- _Brief_:
Collect all lines containing the word "firefighter" from the data.

- _Entries shown_:
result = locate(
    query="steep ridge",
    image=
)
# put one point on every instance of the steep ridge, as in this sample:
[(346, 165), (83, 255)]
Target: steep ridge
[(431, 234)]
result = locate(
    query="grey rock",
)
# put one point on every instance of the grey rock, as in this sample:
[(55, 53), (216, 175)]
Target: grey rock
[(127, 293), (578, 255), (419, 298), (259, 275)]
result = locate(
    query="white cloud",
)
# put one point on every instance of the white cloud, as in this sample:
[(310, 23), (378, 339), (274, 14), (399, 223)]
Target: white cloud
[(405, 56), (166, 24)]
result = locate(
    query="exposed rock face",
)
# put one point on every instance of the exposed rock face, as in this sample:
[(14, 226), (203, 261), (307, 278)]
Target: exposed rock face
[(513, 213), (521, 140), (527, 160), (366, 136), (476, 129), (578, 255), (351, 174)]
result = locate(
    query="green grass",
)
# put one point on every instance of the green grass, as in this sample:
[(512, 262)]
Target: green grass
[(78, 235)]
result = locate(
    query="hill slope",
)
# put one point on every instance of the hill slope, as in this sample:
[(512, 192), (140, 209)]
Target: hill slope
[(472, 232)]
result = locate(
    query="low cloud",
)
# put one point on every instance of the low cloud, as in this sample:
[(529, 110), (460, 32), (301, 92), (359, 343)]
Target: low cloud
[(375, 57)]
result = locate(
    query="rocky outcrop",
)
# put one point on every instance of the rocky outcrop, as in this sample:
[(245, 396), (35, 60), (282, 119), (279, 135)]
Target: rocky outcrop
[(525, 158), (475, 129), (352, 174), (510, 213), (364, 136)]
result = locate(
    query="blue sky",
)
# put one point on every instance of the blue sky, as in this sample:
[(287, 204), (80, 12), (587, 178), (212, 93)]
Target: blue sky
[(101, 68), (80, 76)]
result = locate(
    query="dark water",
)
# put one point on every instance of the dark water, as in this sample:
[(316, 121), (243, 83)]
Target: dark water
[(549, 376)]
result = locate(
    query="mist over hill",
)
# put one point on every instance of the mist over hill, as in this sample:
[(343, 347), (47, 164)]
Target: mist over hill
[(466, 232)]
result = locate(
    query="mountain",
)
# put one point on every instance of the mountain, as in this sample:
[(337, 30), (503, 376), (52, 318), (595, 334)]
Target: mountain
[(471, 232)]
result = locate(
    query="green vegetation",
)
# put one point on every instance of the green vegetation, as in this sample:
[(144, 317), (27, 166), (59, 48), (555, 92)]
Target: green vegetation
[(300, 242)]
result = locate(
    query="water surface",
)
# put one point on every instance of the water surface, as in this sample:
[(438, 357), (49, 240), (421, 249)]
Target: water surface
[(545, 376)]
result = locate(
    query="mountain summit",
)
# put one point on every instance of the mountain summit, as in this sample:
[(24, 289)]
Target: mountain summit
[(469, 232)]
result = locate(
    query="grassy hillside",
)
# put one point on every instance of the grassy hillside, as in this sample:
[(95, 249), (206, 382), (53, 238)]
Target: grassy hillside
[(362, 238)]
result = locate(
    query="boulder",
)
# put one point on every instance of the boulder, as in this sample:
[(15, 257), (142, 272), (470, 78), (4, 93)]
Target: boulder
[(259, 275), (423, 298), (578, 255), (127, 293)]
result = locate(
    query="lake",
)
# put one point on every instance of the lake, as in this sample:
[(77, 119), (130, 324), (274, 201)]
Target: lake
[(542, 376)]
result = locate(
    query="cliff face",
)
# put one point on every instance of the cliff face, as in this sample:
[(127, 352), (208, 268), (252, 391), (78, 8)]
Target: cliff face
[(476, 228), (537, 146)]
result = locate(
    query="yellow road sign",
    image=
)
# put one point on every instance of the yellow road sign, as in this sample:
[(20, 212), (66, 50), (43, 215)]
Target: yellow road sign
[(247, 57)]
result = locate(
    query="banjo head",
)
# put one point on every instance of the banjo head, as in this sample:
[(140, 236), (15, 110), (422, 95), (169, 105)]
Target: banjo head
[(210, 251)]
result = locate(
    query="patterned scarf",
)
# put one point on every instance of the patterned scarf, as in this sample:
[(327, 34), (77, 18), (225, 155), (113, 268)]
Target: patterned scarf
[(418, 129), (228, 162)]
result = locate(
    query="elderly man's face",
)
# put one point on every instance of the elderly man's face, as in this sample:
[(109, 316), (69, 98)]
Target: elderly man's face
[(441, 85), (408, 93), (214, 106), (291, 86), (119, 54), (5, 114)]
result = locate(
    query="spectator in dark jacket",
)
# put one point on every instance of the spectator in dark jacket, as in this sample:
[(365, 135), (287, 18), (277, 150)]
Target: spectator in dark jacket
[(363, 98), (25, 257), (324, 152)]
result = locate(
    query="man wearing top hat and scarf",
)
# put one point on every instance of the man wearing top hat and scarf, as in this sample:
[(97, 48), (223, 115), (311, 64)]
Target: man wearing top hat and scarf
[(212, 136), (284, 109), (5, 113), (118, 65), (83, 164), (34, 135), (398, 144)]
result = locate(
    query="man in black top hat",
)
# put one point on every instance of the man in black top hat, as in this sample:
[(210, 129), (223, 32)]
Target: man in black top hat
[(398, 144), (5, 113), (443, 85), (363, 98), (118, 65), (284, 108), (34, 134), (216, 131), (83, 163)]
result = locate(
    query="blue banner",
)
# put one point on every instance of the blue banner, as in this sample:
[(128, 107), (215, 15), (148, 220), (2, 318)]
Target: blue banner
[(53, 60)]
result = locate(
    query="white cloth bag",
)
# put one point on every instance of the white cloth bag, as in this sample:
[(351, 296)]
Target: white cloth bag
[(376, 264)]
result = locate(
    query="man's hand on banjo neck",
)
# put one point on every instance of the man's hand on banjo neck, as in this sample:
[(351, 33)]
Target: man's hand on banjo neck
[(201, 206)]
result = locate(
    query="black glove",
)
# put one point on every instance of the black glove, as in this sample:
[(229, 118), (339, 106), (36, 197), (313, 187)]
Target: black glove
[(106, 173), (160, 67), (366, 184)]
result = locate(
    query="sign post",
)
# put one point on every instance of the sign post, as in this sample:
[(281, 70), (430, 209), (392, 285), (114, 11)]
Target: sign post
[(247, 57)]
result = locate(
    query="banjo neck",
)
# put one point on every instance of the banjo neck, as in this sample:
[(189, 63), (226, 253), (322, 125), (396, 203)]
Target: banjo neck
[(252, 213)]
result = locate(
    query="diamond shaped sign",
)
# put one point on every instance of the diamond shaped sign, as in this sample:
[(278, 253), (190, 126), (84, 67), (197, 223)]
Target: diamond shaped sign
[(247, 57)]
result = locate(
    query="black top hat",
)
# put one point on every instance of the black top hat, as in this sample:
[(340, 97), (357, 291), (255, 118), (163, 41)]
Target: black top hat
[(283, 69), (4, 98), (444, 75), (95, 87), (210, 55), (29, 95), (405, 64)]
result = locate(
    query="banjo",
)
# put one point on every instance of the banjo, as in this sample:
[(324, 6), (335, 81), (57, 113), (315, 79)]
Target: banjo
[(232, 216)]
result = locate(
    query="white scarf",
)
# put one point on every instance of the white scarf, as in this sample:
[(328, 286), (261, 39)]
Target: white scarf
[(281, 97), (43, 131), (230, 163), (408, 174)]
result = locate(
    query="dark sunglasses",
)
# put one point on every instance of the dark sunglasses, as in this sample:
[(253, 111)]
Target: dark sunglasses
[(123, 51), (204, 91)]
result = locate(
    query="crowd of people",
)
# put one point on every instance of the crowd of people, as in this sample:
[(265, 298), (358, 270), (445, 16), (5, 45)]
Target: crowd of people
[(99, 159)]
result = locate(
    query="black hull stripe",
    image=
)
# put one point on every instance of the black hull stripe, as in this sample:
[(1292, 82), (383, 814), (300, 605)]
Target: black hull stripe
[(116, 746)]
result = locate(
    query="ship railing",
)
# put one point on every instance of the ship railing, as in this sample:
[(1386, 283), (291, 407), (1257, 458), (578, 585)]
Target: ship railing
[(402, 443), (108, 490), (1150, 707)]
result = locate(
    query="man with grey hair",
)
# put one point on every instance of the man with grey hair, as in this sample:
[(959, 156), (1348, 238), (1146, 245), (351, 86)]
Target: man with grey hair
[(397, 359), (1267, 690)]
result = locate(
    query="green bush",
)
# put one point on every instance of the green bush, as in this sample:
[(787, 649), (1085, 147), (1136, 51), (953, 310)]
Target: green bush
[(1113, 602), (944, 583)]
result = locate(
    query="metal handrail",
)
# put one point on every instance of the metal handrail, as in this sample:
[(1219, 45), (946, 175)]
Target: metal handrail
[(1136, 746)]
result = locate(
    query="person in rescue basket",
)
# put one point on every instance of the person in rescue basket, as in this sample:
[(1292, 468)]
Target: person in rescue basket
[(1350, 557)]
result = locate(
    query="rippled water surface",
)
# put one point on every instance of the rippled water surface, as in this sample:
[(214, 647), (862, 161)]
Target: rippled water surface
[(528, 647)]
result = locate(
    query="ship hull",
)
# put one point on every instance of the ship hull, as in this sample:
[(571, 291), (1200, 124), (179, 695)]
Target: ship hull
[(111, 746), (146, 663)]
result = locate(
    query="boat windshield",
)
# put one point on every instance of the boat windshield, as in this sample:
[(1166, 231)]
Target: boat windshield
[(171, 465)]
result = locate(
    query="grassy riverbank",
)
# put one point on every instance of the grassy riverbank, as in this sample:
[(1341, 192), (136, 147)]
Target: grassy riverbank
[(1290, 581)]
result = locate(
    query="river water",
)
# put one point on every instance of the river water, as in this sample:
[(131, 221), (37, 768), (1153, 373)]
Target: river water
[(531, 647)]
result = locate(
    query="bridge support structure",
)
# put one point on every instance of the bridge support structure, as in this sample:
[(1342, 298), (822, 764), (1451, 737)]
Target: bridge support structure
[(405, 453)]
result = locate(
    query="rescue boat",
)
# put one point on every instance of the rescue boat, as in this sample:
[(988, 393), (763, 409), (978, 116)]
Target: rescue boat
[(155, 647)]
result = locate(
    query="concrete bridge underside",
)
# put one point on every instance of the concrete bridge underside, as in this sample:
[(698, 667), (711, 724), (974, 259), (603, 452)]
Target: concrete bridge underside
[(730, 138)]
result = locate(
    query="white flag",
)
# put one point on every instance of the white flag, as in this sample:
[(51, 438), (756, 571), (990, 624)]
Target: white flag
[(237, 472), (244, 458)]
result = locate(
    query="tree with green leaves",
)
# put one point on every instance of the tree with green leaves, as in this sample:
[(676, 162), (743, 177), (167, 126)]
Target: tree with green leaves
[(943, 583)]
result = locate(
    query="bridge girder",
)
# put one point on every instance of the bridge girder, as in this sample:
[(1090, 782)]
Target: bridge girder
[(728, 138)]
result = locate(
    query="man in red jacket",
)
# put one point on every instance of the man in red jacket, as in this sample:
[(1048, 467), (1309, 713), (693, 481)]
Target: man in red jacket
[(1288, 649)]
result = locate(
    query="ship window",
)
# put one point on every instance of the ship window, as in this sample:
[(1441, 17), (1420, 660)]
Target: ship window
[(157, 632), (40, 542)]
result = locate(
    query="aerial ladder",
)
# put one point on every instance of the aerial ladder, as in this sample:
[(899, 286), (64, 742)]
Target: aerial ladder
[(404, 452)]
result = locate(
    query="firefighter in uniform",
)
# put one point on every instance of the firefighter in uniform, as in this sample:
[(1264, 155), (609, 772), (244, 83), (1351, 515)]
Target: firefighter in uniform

- _Written answer_:
    query="firefighter in uniform",
# put one point on every instance of the firefighter in uniform, as in this sample:
Target: firefighter in uniform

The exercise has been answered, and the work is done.